▶ _LIST OF TASKS_
- a) In the forum thread, what swap total does TivoWeb report?
- b) Revise the rows that follow the forum thread, from the line holding "Task: point to each instance of the arched" through the last row, inclusive. Replace "roof" with "rooftop", change nothing else, and return only those lines.

▶ _EXTRACT TO READ_
_ _ _ _ _ _ _

Thanks for that sanity check.

I downloaded the ptv-mfstools2-large-disk.iso to use for this job, but I took it from here 
http://www.steveconrad.co.uk/tivo/images/ptv-mfstools2-large-disk.iso
and that version is over 11 Megs, compared to the 3.2 Meg version on tivoheaven...

Anyway, I'll have a go with the smaller version now.

Cheers,
Gino


----------



## FalseNeutral (Jul 3, 2005)

mike0151 said:


> Might not be the problem but are you certain that the swapfile was actually initialized properly when you did the copykern? ISTR some people had problems with it not working properly first time. What does the TiVoWeb Info page show for the swap size?
> 
> I checked the Hinsdale guide and the command line switches look OK to me.
> 
> ...


I checked the swapfile size; TivoWeb reports it as SwapTotal: 307192 kB, which looks ok to me.

Thanks for the additional info re: location of the recordings.

Cheers,
Gino


----------



## blindlemon (May 12, 2002)

FalseNeutral said:


> [...]compared to the 3.2 Meg version on tivoheaven...


Interesting.

The file should be the same as the one you previously downloaded - I've just checked. Size is 11.5mb.

_ _ _ _ _ _ _

▶ _GIVEN RECORDS_
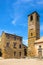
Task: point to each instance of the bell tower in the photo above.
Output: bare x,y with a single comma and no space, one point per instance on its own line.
33,31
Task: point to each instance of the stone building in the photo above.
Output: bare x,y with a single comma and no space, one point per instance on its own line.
33,32
11,46
39,47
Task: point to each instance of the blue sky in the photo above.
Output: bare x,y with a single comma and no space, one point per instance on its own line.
13,16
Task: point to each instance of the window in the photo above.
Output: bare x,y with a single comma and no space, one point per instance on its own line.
20,46
19,53
25,52
31,34
14,37
20,39
0,53
31,18
14,53
14,45
37,18
7,45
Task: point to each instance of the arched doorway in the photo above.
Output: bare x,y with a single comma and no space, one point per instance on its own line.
0,53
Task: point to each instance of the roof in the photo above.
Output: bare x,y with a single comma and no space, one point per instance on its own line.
39,40
33,13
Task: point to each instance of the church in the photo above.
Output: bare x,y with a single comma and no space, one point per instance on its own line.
11,45
35,43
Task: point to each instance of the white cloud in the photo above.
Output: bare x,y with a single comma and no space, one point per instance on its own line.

_ _ _ _ _ _ _

▶ _SOLUTIONS IN ORDER_
- a) SwapTotal: 307192 kB.

- b)
Task: point to each instance of the arched doorway in the photo above.
Output: bare x,y with a single comma and no space, one point per instance on its own line.
0,53
Task: point to each instance of the rooftop in the photo above.
Output: bare x,y with a single comma and no space, one point per instance on its own line.
39,40
33,13
Task: point to each instance of the church in the photo above.
Output: bare x,y with a single comma and no space, one point per instance on its own line.
11,45
35,43
Task: point to each instance of the white cloud in the photo above.
Output: bare x,y with a single comma and no space, one point per instance on its own line.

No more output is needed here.